-- Your objective --
The records below must be duplicated exactly, character for character.

-- Information --

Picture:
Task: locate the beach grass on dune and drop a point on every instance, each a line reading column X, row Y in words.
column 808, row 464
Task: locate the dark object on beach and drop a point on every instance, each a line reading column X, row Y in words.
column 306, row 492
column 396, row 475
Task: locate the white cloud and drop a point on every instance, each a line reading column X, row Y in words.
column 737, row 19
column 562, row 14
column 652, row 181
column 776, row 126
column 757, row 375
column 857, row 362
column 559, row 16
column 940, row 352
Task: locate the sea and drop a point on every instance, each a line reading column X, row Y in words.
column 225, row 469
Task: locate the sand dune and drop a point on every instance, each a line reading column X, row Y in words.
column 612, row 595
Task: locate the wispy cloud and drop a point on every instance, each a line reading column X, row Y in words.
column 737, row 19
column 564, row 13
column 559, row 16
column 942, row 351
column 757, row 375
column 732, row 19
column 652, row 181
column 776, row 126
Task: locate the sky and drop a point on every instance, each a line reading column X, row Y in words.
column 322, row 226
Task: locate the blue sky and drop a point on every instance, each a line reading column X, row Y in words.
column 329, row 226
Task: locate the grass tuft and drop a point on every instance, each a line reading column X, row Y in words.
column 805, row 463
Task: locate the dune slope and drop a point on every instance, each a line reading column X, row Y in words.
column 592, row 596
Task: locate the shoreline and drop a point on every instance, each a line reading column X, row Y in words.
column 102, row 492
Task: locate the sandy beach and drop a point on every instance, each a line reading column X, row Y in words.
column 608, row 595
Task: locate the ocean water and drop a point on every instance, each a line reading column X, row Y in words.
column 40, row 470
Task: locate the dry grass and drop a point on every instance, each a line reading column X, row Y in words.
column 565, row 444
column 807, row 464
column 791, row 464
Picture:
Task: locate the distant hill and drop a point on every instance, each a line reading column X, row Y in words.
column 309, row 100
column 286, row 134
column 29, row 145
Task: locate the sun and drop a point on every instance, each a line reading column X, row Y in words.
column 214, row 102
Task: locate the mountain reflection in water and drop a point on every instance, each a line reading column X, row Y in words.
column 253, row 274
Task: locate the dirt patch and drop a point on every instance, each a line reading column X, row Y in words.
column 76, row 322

-- Response to the exercise --
Picture:
Task: locate the beach grass on dune and drop a point on every instance, each a line reading column X, row Y in words.
column 808, row 464
Task: locate the dark object on beach and drop a point on every instance, each a line reading column X, row Y in words.
column 306, row 492
column 396, row 475
Task: locate the white cloud and drop a point on every instance, each a line reading column X, row Y in words.
column 737, row 19
column 562, row 14
column 652, row 181
column 776, row 126
column 757, row 375
column 857, row 362
column 559, row 16
column 940, row 352
Task: locate the sea and drop a point on every instance, each a line reading column X, row Y in words.
column 225, row 469
Task: locate the sand dune and drop a point on every instance, each a line reading column X, row Y in words.
column 612, row 595
Task: locate the wispy cloud and drop a point on every instance, each a line reading column X, row Y in words.
column 737, row 19
column 564, row 13
column 559, row 16
column 942, row 351
column 757, row 375
column 732, row 19
column 652, row 181
column 776, row 126
Task: locate the sky and drop a point on every instance, each a line reading column X, row Y in words.
column 322, row 226
Task: locate the blue sky and drop a point on every instance, each a line reading column X, row Y in words.
column 329, row 226
Task: locate the grass tuft and drop a point on every instance, each a line reading column X, row Y in words.
column 805, row 463
Task: locate the dune slope and drop a point on every instance, each a line reading column X, row Y in words.
column 592, row 596
Task: locate the shoreline and drop a point on every instance, each a line reading column X, row Y in words.
column 102, row 492
Task: locate the sandy beach and drop a point on every instance, each a line reading column X, row Y in words.
column 608, row 595
Task: locate the ocean water and drop a point on every instance, each a line reading column X, row Y in words.
column 40, row 470
Task: locate the dry grass and drop a point on every instance, each a line reading column X, row Y in words.
column 565, row 444
column 807, row 464
column 791, row 464
Picture:
Task: locate the distant hill and drop a point on every instance, each a line reading column X, row Y in words.
column 309, row 100
column 286, row 134
column 29, row 145
Task: locate the sun and drop a point on every instance, each a line reading column X, row Y in words.
column 214, row 102
Task: locate the mountain reflection in water and drop a point on every instance, each a line reading column X, row Y in words.
column 253, row 274
Task: locate the dirt patch and drop a point on every instance, each a line reading column X, row Y in words.
column 76, row 322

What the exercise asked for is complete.